La mostra è promossa dalla famiglia dei missionari comboniani di Palermo con molte collaborazioni. Aperta fino al 18 ottobre dal lunedì al venerdì in orario 8.30-13; di mercoledì anche il pomeriggio. Ingresso gratuito ma è bene che le scuole si prenotino. Per informazioni giuliadimartino@hotmail.com oppure don Mario Fugazza (091 303042, 338 5378312). Con la mostra collabora il Centro Astalli (www.centroastalli.it/‎) che è disponibile a portare nelle scuole le testimonianze di alcuni migranti.Ed è ovviamente possibile, dopo la mostra, continuare con un «percorso di approfondimento con testimonianze, video, statistiche».

Estratti dal dataset di puntamento

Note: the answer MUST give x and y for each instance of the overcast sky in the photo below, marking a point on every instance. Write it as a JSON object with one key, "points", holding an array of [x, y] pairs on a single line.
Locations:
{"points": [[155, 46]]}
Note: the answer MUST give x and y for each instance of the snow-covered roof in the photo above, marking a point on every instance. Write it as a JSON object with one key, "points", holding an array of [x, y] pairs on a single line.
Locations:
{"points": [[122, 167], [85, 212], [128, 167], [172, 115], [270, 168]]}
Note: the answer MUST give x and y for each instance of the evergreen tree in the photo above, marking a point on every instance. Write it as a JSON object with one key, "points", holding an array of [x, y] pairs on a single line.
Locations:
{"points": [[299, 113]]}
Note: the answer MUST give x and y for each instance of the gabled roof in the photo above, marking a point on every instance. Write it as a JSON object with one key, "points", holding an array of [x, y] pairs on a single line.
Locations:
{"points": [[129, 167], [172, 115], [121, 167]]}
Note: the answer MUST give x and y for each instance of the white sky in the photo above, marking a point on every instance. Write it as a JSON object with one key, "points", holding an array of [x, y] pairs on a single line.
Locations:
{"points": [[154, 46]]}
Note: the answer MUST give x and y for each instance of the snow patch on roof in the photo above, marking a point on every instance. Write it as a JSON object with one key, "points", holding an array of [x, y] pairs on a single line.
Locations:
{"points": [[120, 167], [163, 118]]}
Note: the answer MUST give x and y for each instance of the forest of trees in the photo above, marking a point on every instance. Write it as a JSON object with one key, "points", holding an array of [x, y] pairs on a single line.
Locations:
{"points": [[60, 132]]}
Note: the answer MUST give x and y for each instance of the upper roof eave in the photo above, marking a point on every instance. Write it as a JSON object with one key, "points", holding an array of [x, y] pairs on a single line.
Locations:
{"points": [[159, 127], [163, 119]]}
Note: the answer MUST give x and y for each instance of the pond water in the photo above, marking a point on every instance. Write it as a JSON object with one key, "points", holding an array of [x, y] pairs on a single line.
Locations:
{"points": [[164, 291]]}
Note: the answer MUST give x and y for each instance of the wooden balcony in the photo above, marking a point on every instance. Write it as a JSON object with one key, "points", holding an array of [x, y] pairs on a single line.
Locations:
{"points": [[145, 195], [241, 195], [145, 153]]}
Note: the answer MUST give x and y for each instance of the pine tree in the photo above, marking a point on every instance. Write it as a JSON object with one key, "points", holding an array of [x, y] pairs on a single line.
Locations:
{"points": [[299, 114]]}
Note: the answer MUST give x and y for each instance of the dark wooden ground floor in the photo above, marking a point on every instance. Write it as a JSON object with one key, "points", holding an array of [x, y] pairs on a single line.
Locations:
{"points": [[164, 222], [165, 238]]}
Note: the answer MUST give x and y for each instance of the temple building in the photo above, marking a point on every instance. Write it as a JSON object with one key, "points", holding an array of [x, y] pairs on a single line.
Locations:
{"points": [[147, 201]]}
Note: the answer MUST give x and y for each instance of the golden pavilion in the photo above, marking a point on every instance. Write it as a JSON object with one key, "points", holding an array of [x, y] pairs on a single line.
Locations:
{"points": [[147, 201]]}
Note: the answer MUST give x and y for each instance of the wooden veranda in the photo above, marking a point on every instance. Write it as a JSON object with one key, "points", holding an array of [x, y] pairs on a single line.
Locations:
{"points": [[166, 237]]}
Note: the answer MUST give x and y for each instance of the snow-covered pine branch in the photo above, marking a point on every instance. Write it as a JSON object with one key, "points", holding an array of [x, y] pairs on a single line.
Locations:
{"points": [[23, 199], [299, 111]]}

• [BREVE QUESITO 1]:
Rispondi a queste domande sul brano relativo alla mostra:
(a) Fino a quale data resta aperta la mostra?
(b) In quale giorno della settimana la mostra è aperta anche di pomeriggio?
(c) Che cosa è disponibile a portare nelle scuole il Centro Astalli?
• [BREVE QUESITO 2]:
Secondo il brano relativo alla mostra, di che cosa si compone il percorso di approfondimento che si può seguire dopo la visita? Elencale tutte.
I record non servono per svolgere i compiti.

• [RISPOSTA SCRITTA 1]:
(a) Fino al 18 ottobre.
(b) Il mercoledì.
(c) Le testimonianze di alcuni migranti.

• [RISPOSTA SCRITTA 2]:
Testimonianze, video, statistiche.